▸ **Belge Bölümü**:

....

Tarihi şuuru olmayan, Gazi Mustafa Kemal'in mücadelesini bilmeyen, Cumhuriyet'in niçin kurulduğunu anlamayan birileri farklı niyetler arasa da biz dün sadece Filistin ile dayanışmamızı göstermekle kalmadık. Bu miting ile gönül coğrafyamızın tamamına teşmil ettiğimiz istiklalimizi ve istikbalimizi koruma kararlılığımızı bir kez daha tüm dünyaya duyurduk. Atatürk Havalimanı'ndaki o muhteşem birliktelikle cumhuriyetimizin yüzüncü yılında Gazi Mustafa Kemal'in ruhunu da şad ettik.
"GAZİİN VEFATINDAN SONRAKİ TEK PARTİ DÖNEMİ..."
Cumhuriyet'in zamanla demokrasi ile buluşturulması Gazi'nin hayattayken en büyük ideallerinden biri olmuştur. Ancak Türkiye'nin demokrasi yolculuğu uzun yıllardır sekteye uğradı. Özellikle Gazi'nin vefatından sonraki tek parti dönemi, milletimizin hafızasında silinmesi mümkün olmayan derin acı ve yaralar bırakmıştır. Özellikle, rahmetli Menderes ile başlayan demokrasi ve kalkınma hamlesi ilk olarak 27 Mayıs darbesi ile yarım kalmış, ardından her yıl 10 yılda bir tekrarlanan müdahalelerle ülkemiz hak ettiği demokratik iklime kavuşamamıştır. Türkiye'yi içine düştüğü bu fasit daireden Anadolu ihtilali ile 2002'de kurtaran biz olduk. Millete efendilik yoktur, hizmet vardır inancıyla tam 21 yıldır mensubu olmaktan iftihar ettiğimiz aziz milletimize hizmet ediyoruz.

....

▸ **Kayıtlar**:
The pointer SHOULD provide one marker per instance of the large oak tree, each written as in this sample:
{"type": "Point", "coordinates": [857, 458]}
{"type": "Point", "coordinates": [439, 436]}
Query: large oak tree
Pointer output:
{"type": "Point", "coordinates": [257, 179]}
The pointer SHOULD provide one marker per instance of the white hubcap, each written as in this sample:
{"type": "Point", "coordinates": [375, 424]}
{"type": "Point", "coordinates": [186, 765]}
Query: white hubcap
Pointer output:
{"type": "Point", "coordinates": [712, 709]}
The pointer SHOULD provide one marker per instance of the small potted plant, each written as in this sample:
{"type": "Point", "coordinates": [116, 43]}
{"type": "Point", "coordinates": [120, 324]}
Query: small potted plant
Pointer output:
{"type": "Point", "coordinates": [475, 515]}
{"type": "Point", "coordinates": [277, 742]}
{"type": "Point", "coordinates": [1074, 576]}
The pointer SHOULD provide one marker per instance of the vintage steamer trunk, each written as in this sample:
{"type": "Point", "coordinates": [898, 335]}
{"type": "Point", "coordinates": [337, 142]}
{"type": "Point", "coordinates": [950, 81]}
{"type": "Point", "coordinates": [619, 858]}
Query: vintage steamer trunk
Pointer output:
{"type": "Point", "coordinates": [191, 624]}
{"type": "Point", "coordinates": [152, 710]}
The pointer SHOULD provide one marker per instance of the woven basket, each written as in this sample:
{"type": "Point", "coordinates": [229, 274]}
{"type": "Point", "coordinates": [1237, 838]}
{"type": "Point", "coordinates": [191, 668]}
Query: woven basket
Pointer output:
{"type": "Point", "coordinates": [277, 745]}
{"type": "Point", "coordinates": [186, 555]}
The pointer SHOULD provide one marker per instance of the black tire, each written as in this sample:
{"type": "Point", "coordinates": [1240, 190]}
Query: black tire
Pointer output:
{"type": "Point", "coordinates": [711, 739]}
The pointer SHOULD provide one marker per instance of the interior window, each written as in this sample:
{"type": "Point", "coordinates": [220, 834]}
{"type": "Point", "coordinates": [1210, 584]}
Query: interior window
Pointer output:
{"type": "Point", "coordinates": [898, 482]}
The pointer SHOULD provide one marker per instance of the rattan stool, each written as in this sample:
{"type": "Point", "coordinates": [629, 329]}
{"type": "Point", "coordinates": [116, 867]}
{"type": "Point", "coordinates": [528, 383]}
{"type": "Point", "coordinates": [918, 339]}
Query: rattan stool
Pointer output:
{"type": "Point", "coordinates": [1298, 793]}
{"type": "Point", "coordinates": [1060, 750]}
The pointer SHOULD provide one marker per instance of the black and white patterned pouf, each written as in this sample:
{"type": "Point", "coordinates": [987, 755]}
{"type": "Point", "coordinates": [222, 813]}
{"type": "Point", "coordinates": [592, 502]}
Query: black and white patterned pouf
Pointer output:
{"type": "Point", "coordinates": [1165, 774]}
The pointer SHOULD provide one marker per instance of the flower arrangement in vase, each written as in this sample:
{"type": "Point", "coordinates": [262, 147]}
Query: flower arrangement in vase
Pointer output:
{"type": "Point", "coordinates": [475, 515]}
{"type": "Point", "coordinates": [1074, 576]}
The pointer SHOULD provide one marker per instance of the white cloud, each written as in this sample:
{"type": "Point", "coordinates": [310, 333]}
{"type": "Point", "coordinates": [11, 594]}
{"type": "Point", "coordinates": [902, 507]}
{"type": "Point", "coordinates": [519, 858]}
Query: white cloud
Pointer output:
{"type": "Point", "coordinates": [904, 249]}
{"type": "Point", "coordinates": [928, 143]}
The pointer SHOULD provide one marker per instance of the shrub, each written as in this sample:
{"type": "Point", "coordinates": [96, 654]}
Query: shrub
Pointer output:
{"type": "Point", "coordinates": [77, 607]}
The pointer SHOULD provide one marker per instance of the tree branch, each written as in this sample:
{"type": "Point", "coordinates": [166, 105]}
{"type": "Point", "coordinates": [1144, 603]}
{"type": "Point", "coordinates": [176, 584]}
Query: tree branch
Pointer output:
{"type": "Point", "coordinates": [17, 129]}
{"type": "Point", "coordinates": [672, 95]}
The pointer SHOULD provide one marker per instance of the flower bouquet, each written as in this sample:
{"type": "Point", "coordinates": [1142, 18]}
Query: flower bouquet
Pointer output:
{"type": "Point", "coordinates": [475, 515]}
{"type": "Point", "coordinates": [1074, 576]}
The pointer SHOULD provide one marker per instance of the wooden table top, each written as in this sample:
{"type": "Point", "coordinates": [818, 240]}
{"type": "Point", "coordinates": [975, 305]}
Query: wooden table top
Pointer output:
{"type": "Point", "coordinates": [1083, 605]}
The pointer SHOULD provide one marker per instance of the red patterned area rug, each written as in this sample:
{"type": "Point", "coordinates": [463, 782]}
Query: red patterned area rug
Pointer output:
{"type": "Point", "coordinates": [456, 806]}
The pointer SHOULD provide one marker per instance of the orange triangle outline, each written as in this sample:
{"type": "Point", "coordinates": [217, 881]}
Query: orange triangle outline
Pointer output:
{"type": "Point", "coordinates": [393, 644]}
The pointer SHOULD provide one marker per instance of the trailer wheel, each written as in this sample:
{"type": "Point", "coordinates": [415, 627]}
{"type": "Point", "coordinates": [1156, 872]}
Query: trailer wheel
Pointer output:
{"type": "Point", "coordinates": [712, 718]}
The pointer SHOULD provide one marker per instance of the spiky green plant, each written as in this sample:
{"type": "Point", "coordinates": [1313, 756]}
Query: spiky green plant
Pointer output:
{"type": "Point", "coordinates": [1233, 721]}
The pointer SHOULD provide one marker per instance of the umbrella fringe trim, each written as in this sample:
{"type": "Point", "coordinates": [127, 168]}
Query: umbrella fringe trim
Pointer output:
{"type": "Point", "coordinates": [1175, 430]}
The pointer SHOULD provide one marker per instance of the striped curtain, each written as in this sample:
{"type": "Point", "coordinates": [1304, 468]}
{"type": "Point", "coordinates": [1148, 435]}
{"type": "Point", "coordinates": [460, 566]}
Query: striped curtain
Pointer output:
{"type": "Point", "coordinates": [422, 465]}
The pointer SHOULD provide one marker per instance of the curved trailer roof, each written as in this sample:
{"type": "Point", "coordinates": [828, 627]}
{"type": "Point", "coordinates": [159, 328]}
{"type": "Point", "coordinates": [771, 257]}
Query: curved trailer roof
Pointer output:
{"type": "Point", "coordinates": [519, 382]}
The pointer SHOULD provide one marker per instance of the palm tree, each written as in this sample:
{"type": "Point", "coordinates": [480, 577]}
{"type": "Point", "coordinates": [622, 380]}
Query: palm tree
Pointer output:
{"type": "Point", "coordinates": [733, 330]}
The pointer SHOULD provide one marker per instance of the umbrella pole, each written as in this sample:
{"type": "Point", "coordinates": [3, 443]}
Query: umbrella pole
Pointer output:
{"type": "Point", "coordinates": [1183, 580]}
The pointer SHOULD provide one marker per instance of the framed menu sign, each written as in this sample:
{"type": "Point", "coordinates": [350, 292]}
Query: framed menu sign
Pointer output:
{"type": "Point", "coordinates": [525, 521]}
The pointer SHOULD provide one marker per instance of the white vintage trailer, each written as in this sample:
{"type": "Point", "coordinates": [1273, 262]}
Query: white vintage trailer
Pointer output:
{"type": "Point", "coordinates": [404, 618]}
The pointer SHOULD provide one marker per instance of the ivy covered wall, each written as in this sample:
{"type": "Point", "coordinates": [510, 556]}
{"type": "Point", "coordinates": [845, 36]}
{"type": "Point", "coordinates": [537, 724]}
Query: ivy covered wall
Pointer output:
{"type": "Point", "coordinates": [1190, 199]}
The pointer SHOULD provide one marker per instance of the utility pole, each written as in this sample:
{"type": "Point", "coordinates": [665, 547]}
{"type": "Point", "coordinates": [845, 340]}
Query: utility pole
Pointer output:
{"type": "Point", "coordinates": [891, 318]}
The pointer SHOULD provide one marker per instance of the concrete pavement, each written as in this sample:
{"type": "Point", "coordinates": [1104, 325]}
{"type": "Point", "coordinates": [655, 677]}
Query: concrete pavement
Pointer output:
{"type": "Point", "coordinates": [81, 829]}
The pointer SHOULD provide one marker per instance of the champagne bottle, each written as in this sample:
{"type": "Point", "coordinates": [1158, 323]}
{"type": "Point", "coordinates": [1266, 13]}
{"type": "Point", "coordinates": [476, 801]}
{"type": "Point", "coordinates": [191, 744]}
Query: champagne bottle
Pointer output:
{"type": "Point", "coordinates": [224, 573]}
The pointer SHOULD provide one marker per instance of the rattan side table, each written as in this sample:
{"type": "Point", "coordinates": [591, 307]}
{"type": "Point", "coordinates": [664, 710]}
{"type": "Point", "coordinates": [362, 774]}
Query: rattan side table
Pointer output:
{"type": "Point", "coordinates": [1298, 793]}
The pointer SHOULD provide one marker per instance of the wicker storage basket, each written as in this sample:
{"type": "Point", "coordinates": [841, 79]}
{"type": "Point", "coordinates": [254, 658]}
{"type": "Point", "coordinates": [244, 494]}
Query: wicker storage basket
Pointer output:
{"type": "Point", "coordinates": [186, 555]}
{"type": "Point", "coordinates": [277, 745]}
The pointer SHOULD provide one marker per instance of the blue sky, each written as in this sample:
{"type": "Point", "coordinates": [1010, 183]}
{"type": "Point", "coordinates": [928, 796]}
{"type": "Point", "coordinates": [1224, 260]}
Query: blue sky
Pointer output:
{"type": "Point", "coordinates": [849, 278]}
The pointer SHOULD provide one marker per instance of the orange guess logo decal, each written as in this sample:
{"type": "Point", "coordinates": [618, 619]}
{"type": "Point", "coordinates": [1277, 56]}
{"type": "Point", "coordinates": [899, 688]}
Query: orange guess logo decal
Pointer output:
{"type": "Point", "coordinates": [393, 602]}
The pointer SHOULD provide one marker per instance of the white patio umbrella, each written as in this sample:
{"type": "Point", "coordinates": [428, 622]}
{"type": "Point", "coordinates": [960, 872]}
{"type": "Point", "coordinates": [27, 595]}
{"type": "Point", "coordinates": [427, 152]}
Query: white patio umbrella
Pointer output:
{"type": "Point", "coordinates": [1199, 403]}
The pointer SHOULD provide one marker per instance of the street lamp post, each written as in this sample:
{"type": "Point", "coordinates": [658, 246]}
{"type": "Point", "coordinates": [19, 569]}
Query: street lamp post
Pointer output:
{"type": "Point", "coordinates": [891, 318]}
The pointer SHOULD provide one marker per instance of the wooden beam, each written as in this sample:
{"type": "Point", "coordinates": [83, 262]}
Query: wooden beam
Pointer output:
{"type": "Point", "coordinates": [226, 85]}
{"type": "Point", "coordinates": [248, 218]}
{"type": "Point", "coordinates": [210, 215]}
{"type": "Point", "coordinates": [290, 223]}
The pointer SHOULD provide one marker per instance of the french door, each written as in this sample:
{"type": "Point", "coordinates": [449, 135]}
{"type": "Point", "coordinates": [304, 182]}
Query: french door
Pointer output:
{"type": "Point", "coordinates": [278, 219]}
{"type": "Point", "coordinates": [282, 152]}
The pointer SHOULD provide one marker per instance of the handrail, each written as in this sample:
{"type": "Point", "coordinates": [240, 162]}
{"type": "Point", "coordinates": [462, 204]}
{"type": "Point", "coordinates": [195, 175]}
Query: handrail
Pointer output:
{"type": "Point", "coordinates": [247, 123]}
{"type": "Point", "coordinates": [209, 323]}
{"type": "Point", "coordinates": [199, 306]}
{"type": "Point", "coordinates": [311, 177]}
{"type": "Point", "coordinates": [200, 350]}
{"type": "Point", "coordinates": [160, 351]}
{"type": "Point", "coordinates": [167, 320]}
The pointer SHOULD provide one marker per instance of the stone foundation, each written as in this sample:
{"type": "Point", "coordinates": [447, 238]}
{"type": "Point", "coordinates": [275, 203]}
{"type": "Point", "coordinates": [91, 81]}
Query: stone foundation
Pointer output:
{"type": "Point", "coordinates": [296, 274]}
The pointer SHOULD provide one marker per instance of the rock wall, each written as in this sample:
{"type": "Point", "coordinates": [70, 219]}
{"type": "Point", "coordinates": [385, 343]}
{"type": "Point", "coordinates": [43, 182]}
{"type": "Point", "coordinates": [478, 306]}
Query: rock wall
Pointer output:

....

▸ **Alıştırmalar**:
(1) Belge bölümündeki "Cumhuriyet'in zamanla demokrasi ile buluşturulması" diye başlayan paragrafı ana bilgilerini koruyarak madde listesi hâlinde yeniden yazın.
(2) Belge bölümüne göre aşağıdaki soruları yanıtlayın.
(a) Mitingdeki birliktelik nerede gerçekleşti?
(b) Dünkü mitingde hangi ülkeyle dayanışma gösterildi?
(c) Menderes ile başlayan demokrasi ve kalkınma hamlesi ilk olarak hangi olayla yarım kaldı?
(3) Filistin mitingini ve Türkiye'nin demokrasi yolculuğunu anlatan metni son cümlesinden sonra sürdürün.

▸ **Beklenen Yanıtlar**:
(1)
- Cumhuriyet'i zamanla demokrasiyle buluşturmak, Gazi'nin hayattayken en büyük ideallerinden biriydi.
- Türkiye'nin demokrasi yolculuğu uzun yıllar sekteye uğradı.
- Gazi'nin vefatından sonraki tek parti dönemi, milletin hafızasında silinmez acı ve yaralar bıraktı.
- Menderes ile başlayan demokrasi ve kalkınma hamlesi önce 27 Mayıs darbesiyle yarım kaldı. Ardından tekrarlanan müdahaleler yüzünden ülke hak ettiği demokratik iklime kavuşamadı.
- Türkiye'yi bu fasit daireden 2002'de Anadolu ihtilali kurtardı.
- "Millete efendilik yoktur, hizmet vardır" inancıyla 21 yıldır millete hizmet ediliyor.

(2)
(a) Atatürk Havalimanı'nda.
(b) Filistin ile.
(c) 27 Mayıs darbesiyle.

(3)
"CUMHURBAŞKANLIĞI HÜKÜMET SİSTEMİ BİR DÖNÜM NOKTASI"
İnsansız hava araçlarından Karadeniz'deki doğal gaz keşfimize, dış politikadan turizm, kültür, sanayi, teknoloji, güvenliğe kadar her alanda Türkiye'yi Cumhuriyet tarihinin en büyük eser ve yatırımlarıyla buluşturduğumuzu görebiliriz. Her biri milletimizin gurur abidesi olan bu muhteşem eserlerin çoğunu cumhuriyetimizin yıl dönemlerinde ve yıl dönümlerinde hizmete açmaya itina gösterdik. Alt yapı ve üst yapı yatırımlarımızın yanı sıra, hak ve hürriyetler alanında da ülkemizin dünyanın devler ligine çıkardık. Halkımızın takdiri ile 16 Nisan 2017 yılında yeni yönetim sistemine geçerek, Cumhur ile Cumhuriyet'i, Cumhuriyet ile demokrasiyi kucaklaştırdık. Cumhurbaşkanlığı hükümet sistemi, ülkemizin demokrasiyi tüm kurumlarıyla tesis etme ve milli iradeyi tam anlamıyla hakim kılma mücadelesinde bir dönüm noktası olmuştur.
"SİVİL, ÖZGÜRLÜKÇÜ, KUŞATICI BİR ANAYASA"
Gazi Mustafa Kemal'in hayallerini gerçekleştirmiş bir kadro olarak, Türkiye Yüzyılı vizyonuyla cumhuriyetimizin ikinci asrına girmiş bulunuyoruz. Cumhuriyet'imizi daha nice yıllara çok daha güçlü, çok daha müreffeh, çok daha itibarlı bir şekilde taşıma azmindeyiz. Önümüzdeki dönemde en büyük hedefimiz demokrasimizi darbe anayasası utancından kurtarıp cumhuriyetimizin yüzüncü yaşına yakışır sivil, özgürlükçü ve kuşatıcı bir anayasaya kavuşturmaktır. İnşallah diğer hedeflerimiz gibi buna da muvaffak olacağız. Çünkü 'Zafer benimdir' diyenlerindir zafer. Bugüne kadar hep bu anlayışla çalıştık, gayret ettik, mücadele verdik.
“VAHDETTİN KÖŞKÜ'NDEN İLAN EDİYORUZ”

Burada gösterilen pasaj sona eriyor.